─── Materials provided ───

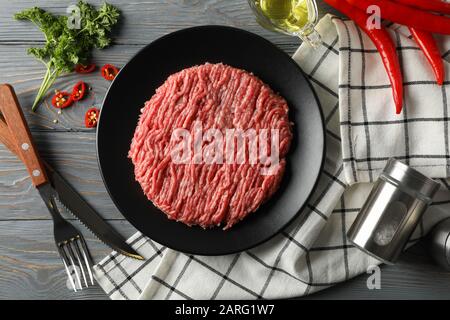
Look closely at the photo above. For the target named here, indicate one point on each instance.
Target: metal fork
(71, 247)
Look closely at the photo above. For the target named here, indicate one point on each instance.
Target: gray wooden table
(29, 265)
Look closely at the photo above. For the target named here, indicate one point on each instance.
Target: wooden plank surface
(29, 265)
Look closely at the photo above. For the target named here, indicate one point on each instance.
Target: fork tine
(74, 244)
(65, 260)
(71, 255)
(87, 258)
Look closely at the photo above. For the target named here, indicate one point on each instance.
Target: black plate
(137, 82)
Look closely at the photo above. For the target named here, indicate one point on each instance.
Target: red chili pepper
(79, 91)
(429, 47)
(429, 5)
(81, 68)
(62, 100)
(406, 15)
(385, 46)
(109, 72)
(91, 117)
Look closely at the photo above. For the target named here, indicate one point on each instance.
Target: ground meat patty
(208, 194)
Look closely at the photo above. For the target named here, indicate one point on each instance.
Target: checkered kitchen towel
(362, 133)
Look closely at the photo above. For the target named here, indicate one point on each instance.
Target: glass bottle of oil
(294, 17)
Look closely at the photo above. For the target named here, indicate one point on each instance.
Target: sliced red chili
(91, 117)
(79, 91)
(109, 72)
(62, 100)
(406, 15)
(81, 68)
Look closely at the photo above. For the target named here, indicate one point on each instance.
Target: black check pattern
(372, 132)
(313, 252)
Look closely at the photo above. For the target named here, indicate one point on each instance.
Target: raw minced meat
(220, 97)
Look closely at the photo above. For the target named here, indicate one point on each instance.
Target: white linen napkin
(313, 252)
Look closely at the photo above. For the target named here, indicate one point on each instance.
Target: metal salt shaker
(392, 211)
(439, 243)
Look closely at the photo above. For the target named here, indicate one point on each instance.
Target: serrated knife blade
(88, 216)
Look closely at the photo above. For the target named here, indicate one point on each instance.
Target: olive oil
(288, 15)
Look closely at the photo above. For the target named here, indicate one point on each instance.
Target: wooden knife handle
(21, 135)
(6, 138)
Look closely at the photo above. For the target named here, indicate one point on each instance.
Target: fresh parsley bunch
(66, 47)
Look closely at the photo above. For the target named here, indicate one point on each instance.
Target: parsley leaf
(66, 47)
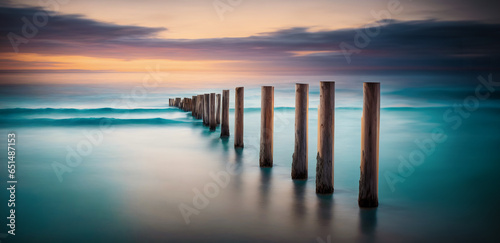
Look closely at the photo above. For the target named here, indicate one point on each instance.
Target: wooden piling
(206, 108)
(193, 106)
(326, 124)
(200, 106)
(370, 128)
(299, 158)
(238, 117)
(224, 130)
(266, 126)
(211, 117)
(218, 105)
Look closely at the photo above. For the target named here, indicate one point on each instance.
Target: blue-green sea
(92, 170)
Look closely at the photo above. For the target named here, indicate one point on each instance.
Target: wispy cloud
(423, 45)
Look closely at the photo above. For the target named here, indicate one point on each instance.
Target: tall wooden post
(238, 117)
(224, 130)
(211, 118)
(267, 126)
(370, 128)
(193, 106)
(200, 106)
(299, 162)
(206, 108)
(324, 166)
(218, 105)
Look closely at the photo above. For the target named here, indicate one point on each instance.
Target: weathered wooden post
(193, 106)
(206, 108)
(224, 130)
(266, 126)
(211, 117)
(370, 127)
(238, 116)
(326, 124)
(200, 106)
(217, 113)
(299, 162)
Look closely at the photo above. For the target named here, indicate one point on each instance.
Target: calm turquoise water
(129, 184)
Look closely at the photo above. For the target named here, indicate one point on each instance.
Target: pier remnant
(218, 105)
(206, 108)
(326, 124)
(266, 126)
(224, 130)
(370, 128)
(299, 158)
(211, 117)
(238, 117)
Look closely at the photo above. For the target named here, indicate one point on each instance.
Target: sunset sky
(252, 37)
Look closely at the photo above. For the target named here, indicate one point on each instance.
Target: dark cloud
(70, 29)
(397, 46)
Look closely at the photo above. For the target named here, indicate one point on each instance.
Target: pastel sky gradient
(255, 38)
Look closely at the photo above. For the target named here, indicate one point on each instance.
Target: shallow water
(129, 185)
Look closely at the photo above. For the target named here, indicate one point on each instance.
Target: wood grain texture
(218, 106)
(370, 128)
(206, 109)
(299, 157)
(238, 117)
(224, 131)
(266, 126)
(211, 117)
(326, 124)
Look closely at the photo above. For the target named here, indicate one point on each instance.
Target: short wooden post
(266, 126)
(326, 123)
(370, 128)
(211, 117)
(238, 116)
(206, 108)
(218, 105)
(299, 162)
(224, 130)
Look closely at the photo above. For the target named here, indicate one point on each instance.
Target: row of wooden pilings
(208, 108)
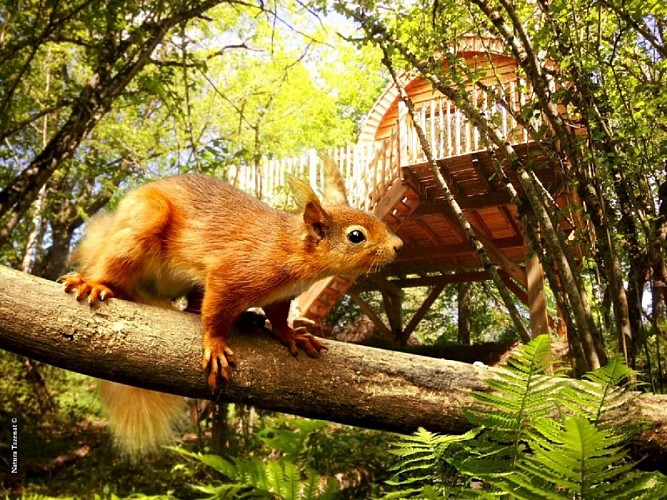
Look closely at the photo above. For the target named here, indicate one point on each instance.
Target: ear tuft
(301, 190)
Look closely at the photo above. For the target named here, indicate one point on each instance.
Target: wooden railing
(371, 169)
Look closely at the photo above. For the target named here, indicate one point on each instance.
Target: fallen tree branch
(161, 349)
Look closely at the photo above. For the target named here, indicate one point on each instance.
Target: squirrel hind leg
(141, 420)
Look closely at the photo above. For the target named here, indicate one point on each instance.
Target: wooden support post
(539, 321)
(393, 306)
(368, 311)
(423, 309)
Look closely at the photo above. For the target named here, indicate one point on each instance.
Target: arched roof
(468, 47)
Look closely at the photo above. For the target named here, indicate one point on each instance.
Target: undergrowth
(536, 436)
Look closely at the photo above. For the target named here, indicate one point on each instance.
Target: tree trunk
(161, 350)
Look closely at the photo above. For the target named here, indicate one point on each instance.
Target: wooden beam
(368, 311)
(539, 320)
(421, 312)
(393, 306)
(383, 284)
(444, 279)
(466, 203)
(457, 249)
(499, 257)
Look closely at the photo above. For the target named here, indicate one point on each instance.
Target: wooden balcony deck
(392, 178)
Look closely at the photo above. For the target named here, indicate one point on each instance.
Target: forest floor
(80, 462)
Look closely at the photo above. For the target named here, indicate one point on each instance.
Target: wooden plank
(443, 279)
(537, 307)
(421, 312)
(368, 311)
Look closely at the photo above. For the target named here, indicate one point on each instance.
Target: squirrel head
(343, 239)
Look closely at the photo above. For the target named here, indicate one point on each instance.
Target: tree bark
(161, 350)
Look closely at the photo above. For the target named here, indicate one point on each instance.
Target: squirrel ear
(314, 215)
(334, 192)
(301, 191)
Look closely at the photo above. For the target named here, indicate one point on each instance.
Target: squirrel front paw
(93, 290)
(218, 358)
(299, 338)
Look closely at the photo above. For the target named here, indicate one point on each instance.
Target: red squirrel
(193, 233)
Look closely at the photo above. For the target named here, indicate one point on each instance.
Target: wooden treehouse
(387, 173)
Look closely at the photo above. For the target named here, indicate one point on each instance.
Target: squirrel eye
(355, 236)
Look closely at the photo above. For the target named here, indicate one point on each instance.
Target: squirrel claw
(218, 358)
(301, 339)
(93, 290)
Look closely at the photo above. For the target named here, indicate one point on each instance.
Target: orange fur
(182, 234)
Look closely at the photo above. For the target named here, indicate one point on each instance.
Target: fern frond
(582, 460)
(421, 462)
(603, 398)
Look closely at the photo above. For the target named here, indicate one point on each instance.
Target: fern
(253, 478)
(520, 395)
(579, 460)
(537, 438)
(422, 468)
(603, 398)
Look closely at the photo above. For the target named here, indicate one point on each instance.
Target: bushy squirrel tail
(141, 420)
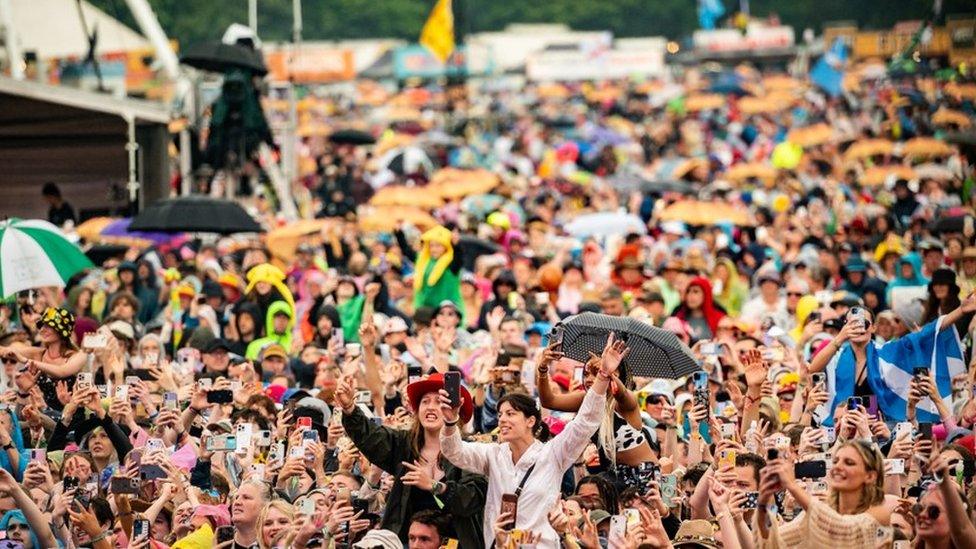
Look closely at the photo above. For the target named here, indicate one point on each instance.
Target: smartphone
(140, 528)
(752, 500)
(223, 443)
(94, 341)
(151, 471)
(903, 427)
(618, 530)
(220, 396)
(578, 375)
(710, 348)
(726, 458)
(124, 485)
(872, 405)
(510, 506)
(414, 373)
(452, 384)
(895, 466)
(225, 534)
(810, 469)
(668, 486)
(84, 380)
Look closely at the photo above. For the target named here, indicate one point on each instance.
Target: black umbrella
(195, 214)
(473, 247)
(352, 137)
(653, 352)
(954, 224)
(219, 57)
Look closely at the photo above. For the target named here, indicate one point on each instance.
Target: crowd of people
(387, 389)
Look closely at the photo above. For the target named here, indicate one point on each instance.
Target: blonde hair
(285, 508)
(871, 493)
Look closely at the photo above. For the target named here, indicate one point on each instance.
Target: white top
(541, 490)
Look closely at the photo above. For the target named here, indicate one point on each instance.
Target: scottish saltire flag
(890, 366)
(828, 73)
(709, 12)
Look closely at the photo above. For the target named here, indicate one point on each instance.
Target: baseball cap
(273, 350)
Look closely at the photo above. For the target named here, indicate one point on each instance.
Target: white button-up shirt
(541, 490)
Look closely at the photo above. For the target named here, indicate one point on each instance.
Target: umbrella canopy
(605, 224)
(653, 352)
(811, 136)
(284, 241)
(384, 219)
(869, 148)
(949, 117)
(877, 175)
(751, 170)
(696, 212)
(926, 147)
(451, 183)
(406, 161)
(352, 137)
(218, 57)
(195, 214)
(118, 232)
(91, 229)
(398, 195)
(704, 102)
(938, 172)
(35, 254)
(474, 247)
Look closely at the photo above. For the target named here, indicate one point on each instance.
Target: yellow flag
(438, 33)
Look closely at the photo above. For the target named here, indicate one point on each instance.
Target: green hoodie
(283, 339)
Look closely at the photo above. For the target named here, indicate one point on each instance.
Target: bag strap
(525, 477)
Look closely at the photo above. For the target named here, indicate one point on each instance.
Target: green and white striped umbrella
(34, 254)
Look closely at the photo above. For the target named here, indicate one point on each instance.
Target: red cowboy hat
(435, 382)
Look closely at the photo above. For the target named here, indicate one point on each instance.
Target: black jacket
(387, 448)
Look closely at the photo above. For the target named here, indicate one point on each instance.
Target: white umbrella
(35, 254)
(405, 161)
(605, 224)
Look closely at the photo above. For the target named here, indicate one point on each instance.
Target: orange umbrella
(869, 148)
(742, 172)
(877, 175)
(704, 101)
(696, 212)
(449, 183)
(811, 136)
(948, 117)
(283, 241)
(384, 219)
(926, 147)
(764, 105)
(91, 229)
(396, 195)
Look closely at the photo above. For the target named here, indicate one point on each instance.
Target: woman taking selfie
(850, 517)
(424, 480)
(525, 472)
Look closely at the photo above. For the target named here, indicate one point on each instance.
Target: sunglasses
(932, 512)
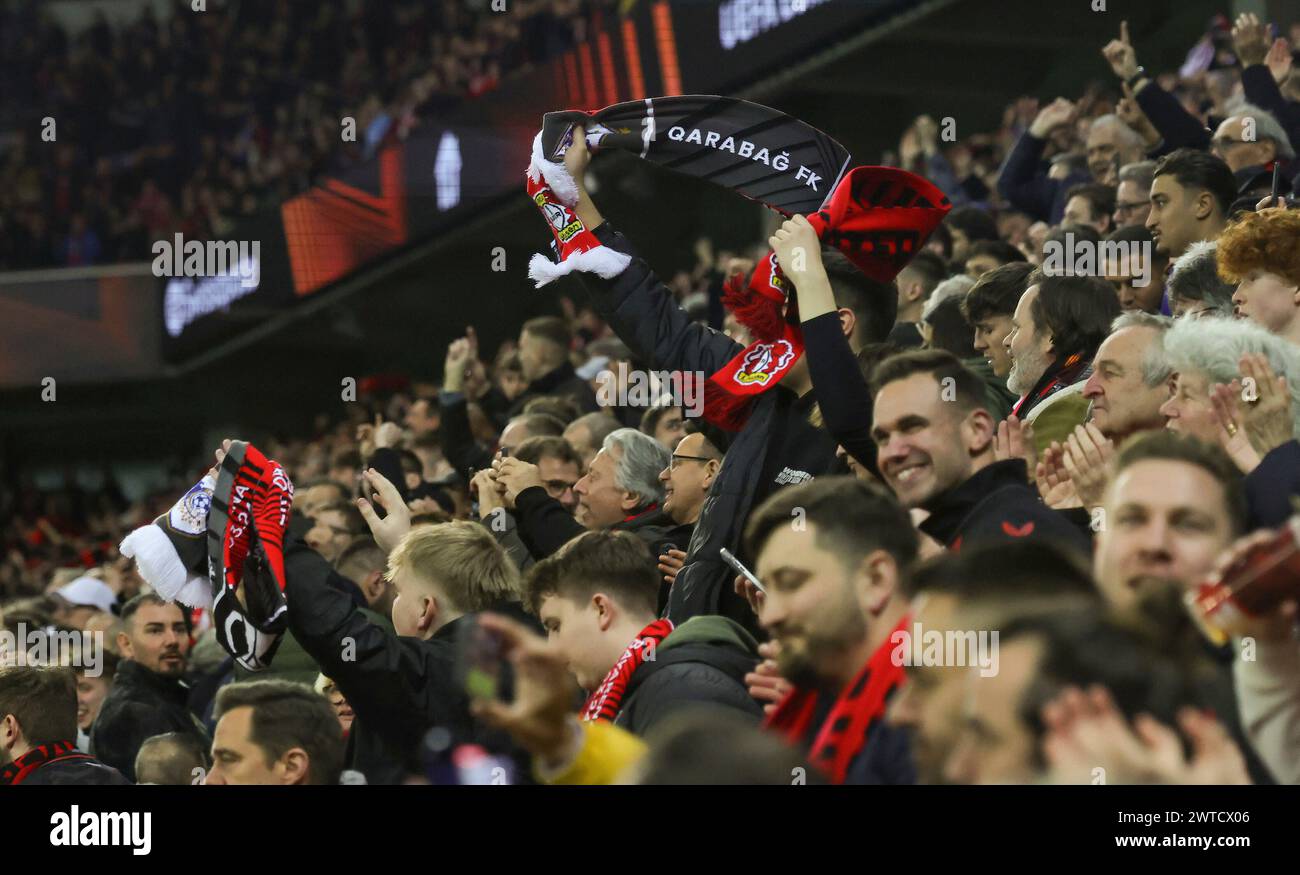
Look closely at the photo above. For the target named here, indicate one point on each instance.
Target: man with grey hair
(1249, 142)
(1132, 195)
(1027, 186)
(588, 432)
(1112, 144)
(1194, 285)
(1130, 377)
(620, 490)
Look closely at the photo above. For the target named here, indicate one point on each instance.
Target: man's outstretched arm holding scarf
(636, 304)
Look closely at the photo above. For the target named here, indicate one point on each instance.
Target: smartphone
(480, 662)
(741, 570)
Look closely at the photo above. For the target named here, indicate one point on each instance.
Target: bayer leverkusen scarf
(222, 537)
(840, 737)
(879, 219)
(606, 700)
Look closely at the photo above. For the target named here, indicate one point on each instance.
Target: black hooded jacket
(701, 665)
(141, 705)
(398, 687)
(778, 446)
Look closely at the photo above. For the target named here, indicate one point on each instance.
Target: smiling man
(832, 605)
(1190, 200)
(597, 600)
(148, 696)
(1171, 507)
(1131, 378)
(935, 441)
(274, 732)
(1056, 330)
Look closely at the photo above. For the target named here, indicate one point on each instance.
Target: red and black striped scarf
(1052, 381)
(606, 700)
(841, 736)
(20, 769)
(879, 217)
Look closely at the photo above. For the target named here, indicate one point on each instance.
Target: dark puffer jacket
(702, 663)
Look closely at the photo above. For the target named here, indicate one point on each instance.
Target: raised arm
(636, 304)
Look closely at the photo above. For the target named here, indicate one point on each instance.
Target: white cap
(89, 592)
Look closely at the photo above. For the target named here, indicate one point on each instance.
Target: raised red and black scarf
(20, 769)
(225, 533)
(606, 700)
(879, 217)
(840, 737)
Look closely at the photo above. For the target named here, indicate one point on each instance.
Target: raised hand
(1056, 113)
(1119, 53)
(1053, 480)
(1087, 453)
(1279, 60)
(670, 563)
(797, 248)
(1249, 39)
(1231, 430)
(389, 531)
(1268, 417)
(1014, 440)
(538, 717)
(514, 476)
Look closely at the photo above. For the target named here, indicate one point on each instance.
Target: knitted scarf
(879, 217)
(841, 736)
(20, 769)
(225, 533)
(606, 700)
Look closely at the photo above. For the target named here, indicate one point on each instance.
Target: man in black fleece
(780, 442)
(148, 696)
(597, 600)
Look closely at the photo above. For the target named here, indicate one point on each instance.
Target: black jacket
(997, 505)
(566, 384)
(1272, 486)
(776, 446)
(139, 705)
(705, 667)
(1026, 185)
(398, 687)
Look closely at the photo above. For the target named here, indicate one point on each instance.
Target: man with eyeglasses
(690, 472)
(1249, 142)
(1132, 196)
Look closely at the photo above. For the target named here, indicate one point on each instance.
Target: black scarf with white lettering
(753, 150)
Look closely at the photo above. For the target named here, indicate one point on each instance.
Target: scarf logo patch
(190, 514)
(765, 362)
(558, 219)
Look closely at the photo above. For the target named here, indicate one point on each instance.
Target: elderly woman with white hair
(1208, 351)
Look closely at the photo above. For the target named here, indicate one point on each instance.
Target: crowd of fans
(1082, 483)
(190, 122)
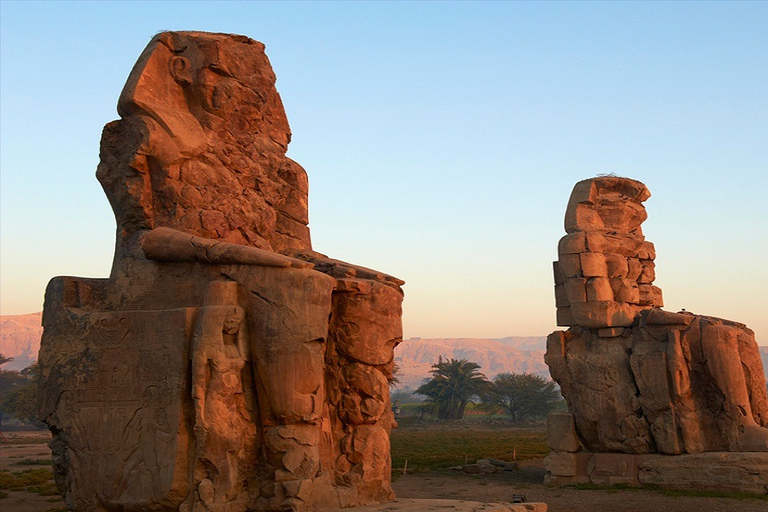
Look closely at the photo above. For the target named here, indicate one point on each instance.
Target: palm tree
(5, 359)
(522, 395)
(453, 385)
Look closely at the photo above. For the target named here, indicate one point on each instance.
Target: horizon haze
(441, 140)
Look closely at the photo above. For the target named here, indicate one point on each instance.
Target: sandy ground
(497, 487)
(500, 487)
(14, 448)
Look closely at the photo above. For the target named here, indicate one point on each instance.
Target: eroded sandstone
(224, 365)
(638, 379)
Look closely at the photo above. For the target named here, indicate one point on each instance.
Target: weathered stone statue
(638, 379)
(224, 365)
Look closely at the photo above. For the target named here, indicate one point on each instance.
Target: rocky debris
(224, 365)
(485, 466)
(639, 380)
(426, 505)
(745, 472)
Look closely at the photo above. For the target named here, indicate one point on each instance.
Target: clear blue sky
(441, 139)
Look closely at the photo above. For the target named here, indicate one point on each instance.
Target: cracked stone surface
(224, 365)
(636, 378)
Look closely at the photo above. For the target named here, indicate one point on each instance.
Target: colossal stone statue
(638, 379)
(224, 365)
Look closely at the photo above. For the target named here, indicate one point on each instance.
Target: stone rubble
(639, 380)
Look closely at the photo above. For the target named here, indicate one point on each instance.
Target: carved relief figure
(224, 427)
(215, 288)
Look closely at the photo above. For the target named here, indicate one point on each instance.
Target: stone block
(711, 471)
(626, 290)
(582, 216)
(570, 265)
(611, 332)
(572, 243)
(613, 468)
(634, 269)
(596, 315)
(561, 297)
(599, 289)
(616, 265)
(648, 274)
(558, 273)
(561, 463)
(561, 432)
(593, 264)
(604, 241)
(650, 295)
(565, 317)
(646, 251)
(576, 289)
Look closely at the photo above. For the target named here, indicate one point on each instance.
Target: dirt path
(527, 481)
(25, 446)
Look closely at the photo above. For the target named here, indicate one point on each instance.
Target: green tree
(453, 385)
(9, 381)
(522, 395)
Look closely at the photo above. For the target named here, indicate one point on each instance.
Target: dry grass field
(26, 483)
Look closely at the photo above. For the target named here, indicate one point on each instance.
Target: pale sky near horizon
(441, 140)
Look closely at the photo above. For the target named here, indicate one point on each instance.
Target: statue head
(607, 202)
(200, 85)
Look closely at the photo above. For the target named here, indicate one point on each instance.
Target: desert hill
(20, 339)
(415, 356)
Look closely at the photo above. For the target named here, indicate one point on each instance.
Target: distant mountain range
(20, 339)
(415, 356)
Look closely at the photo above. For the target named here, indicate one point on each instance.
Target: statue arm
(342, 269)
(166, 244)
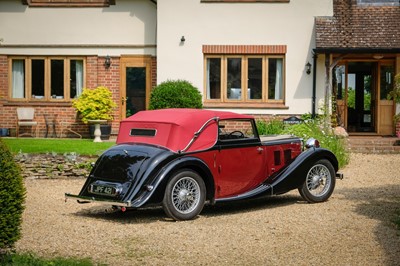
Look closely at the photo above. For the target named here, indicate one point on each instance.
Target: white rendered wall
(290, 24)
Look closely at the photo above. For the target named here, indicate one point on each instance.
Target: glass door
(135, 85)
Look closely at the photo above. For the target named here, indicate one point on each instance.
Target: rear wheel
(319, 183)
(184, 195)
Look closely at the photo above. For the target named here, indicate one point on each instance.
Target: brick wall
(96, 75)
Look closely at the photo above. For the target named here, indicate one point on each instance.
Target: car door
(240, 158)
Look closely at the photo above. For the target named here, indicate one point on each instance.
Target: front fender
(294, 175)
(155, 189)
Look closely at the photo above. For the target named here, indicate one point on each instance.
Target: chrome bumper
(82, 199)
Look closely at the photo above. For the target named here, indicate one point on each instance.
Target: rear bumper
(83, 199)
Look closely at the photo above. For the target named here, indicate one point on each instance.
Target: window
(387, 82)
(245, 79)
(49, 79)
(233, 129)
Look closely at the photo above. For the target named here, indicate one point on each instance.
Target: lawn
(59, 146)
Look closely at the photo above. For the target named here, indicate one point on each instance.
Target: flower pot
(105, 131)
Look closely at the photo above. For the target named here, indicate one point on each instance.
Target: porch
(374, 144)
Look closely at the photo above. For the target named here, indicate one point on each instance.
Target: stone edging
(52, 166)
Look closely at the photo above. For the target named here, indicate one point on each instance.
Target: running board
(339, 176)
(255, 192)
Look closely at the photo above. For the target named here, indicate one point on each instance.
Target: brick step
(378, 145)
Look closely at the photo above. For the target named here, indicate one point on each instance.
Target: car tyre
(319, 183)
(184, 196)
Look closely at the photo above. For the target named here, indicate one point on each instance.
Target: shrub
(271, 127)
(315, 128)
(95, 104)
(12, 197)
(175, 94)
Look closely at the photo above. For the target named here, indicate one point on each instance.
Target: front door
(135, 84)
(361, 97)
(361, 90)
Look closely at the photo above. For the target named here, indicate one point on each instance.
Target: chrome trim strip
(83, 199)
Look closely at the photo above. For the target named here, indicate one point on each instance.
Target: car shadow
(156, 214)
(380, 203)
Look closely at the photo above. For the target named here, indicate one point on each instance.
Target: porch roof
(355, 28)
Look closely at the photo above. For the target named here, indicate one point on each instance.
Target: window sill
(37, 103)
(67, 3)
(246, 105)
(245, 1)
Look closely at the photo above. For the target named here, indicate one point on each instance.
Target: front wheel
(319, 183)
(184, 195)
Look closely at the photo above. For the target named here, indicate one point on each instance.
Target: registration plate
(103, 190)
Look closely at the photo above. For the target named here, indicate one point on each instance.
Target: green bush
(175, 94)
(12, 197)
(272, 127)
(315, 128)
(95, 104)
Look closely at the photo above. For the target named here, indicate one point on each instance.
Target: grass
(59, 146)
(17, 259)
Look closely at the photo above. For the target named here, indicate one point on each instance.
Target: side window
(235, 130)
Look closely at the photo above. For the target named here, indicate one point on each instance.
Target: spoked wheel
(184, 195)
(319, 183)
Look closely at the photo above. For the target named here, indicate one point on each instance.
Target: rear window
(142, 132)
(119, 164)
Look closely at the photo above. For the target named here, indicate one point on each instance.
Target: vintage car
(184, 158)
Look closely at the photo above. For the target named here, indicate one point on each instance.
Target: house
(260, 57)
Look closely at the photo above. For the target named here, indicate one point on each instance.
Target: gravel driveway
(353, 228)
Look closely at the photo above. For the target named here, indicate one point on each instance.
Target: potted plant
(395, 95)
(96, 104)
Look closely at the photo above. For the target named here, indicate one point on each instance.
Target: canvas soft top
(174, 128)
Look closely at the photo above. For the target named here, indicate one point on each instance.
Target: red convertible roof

───

What is required. Pick out every line in the records above that contains the string "roof", and copy each one. Match case exactly.

Correct answer.
Target: arched roof
Target: porch roof
Target: red convertible roof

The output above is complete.